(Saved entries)

----------

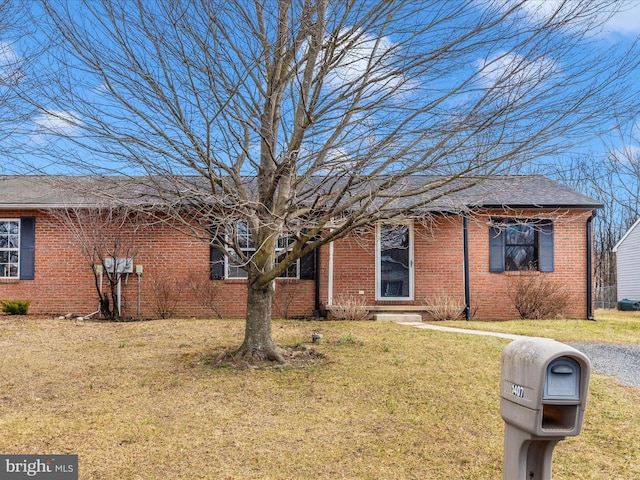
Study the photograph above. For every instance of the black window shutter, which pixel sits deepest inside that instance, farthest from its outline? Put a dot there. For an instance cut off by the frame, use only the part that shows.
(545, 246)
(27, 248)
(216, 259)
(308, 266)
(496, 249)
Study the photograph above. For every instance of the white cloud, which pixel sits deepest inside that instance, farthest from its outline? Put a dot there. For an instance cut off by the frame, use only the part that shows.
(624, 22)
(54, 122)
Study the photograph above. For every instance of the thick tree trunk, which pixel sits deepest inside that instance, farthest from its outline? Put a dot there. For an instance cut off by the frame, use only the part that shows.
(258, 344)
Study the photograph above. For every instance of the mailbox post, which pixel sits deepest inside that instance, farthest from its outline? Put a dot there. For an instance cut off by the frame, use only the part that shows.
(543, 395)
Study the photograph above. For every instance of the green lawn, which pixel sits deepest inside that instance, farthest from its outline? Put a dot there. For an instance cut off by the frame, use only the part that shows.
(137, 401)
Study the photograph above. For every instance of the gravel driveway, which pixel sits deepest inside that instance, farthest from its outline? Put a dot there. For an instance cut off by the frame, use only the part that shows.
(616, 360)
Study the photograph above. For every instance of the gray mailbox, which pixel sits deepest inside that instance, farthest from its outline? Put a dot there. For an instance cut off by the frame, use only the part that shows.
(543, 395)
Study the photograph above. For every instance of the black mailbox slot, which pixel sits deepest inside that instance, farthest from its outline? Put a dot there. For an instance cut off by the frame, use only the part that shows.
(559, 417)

----------

Goal of the exercise :: Drop every image, please, and write out the data above exactly as shown.

The answer ::
Study the photograph above. For every instance of the black window shutter, which pixel sits deepest inside that instance, farthest from its outline? Put a dot there. For an instance cut off by the frame, use only the part that shows.
(545, 246)
(27, 248)
(216, 259)
(308, 266)
(496, 249)
Study the photograph above. For every instance of the white cloud, which pixel sits deepest inside that instance, farthest from its outline? Put a dot there. For an instance cut off by the frame, use only the part that shows.
(624, 22)
(54, 122)
Study the photograph above. For every instance of the thick tree trunk, which pixel sits deepest inside that instance, farthest from its outline? Put a dot there. For an instance cut off by the frame, use only the part that shows.
(258, 344)
Study the photograph above. For every instance of the mailbox post, which pixel sits deepest inside that instance, farthest from its outline? Put a dot there. For an instance cut off by the frame, use only the part that shows.
(543, 395)
Study the photograph above. For every instance of the green lawn, which pixel sits deepest inside that instance, farthest from its outline? Put a dot there. For an instance cut off by the frame, use only the part that shows.
(137, 401)
Study the photograph above. For every instance of the gravel driveway, which pixel sits deepest inside that instance, farthest from its outline? Put a dot there. For an instance cut off by the frame, use only the part that shows.
(616, 360)
Study the photograph above. For every instance of the gray mailbox, which pixel sits deepest inside that instance, farthest from its outline? Put a dot there. For an instance cut off by the frame, use only the part that shows.
(543, 395)
Study the photograph above. For every instance of the black mailbox slot, which pixel sits deepest inside that instance, farthest from its outline? Put a dot there. For an instance cut off by the frame, use only the part that shows.
(559, 417)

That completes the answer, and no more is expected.